> THE PROBLEM
Rewrite the listing below, changing every "positive clicks" to "include points" and keeping everything else the same.

> MATERIAL PROVIDED

============================================================

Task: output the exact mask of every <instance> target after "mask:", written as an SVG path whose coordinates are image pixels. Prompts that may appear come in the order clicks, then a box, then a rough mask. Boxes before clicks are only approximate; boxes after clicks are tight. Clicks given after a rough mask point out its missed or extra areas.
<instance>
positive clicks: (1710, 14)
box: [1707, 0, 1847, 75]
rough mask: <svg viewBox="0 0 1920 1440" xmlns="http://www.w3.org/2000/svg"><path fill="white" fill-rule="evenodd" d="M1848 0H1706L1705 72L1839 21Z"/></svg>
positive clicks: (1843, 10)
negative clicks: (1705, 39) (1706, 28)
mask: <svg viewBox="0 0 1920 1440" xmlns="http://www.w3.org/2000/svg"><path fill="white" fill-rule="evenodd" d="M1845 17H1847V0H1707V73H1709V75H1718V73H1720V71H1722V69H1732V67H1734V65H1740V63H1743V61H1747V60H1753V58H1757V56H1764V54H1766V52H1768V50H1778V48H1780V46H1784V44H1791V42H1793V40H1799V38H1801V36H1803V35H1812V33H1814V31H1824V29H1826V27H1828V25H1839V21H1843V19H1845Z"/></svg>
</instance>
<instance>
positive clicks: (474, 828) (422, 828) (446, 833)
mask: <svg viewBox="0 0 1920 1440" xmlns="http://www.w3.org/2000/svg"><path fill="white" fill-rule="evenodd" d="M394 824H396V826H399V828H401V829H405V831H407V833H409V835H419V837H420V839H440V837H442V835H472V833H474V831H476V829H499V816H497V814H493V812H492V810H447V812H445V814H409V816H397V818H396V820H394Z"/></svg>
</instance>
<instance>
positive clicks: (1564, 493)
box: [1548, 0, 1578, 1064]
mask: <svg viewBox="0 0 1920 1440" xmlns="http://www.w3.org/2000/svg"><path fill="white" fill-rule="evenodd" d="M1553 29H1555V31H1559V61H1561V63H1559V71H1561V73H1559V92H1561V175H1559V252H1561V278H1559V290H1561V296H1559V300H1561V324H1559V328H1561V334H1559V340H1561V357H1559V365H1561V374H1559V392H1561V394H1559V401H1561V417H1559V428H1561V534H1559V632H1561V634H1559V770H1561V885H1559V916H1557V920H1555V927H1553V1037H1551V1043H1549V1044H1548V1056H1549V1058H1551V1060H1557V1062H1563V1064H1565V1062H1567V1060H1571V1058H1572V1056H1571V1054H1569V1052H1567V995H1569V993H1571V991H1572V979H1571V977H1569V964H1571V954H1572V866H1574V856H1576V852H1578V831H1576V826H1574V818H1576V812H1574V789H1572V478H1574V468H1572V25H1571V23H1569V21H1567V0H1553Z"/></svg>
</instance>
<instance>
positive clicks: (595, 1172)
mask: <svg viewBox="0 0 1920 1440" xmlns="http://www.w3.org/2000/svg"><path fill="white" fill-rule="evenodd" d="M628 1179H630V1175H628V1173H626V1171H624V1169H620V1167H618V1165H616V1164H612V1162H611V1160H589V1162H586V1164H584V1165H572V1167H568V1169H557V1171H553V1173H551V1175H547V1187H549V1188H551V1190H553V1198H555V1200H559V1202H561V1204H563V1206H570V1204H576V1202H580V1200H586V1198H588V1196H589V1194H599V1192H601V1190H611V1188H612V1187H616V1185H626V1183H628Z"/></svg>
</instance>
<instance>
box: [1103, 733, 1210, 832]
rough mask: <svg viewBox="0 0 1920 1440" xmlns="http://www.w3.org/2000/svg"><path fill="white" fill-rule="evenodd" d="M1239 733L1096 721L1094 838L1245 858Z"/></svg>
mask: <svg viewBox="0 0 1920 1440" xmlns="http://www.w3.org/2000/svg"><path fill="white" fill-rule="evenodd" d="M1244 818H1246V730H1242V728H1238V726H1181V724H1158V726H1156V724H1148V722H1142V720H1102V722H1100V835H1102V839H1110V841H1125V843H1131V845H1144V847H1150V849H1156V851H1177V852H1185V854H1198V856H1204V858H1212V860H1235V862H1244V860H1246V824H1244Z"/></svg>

============================================================

> WRITTEN ANSWER
Task: output the exact mask of every <instance> target after "mask:", written as an SVG path whose coordinates are image pixels. Prompts that may appear come in the order clicks, then a box, then a rough mask. Boxes before clicks are only approximate; boxes after clicks are tight. Clicks given after a rough mask point out its missed or extra areas.
<instance>
include points: (1710, 14)
box: [1707, 0, 1847, 75]
rough mask: <svg viewBox="0 0 1920 1440" xmlns="http://www.w3.org/2000/svg"><path fill="white" fill-rule="evenodd" d="M1848 0H1706L1705 72L1839 21Z"/></svg>
include points: (1843, 10)
negative clicks: (1705, 39) (1706, 28)
mask: <svg viewBox="0 0 1920 1440" xmlns="http://www.w3.org/2000/svg"><path fill="white" fill-rule="evenodd" d="M1845 17H1847V0H1707V73H1709V75H1718V73H1720V71H1722V69H1732V67H1734V65H1740V63H1743V61H1747V60H1753V58H1757V56H1764V54H1766V52H1768V50H1778V48H1780V46H1784V44H1791V42H1793V40H1799V38H1801V36H1803V35H1812V33H1814V31H1824V29H1826V27H1828V25H1839V21H1843V19H1845Z"/></svg>
</instance>
<instance>
include points: (474, 828) (422, 828) (446, 833)
mask: <svg viewBox="0 0 1920 1440" xmlns="http://www.w3.org/2000/svg"><path fill="white" fill-rule="evenodd" d="M394 824H396V826H399V828H401V829H405V831H407V833H409V835H419V837H420V839H440V837H442V835H472V833H474V831H476V829H499V816H497V814H493V812H492V810H447V812H445V814H409V816H397V818H396V820H394Z"/></svg>
</instance>
<instance>
include points: (1564, 493)
box: [1548, 0, 1578, 1064]
mask: <svg viewBox="0 0 1920 1440" xmlns="http://www.w3.org/2000/svg"><path fill="white" fill-rule="evenodd" d="M1553 29H1555V31H1559V61H1561V63H1559V71H1561V73H1559V92H1561V175H1559V252H1561V278H1559V290H1561V296H1559V300H1561V324H1559V328H1561V334H1559V340H1561V357H1559V365H1561V374H1559V392H1561V394H1559V401H1561V417H1559V428H1561V534H1559V632H1561V634H1559V770H1561V885H1559V916H1557V920H1555V927H1553V1037H1551V1043H1549V1044H1548V1056H1549V1058H1551V1060H1557V1062H1563V1064H1565V1062H1567V1060H1571V1058H1572V1056H1571V1054H1569V1052H1567V995H1569V993H1571V991H1572V979H1571V977H1569V964H1571V954H1572V866H1574V856H1576V852H1578V831H1576V826H1574V818H1576V812H1574V789H1572V478H1574V468H1572V25H1571V23H1569V21H1567V0H1553Z"/></svg>
</instance>
<instance>
include points: (595, 1172)
mask: <svg viewBox="0 0 1920 1440" xmlns="http://www.w3.org/2000/svg"><path fill="white" fill-rule="evenodd" d="M628 1179H630V1175H628V1173H626V1171H624V1169H620V1167H618V1165H616V1164H612V1162H611V1160H589V1162H586V1164H584V1165H572V1167H568V1169H557V1171H553V1173H551V1175H547V1187H549V1188H551V1190H553V1198H555V1200H559V1202H561V1204H563V1206H570V1204H576V1202H580V1200H586V1198H588V1196H589V1194H599V1192H601V1190H611V1188H612V1187H616V1185H626V1183H628Z"/></svg>
</instance>
<instance>
box: [1103, 733, 1210, 832]
rough mask: <svg viewBox="0 0 1920 1440" xmlns="http://www.w3.org/2000/svg"><path fill="white" fill-rule="evenodd" d="M1239 733L1096 721L1094 838L1245 858Z"/></svg>
mask: <svg viewBox="0 0 1920 1440" xmlns="http://www.w3.org/2000/svg"><path fill="white" fill-rule="evenodd" d="M1244 818H1246V730H1242V728H1238V726H1181V724H1158V726H1156V724H1148V722H1142V720H1102V722H1100V835H1102V839H1110V841H1125V843H1131V845H1144V847H1150V849H1156V851H1177V852H1185V854H1198V856H1204V858H1212V860H1235V862H1244V860H1246V824H1244Z"/></svg>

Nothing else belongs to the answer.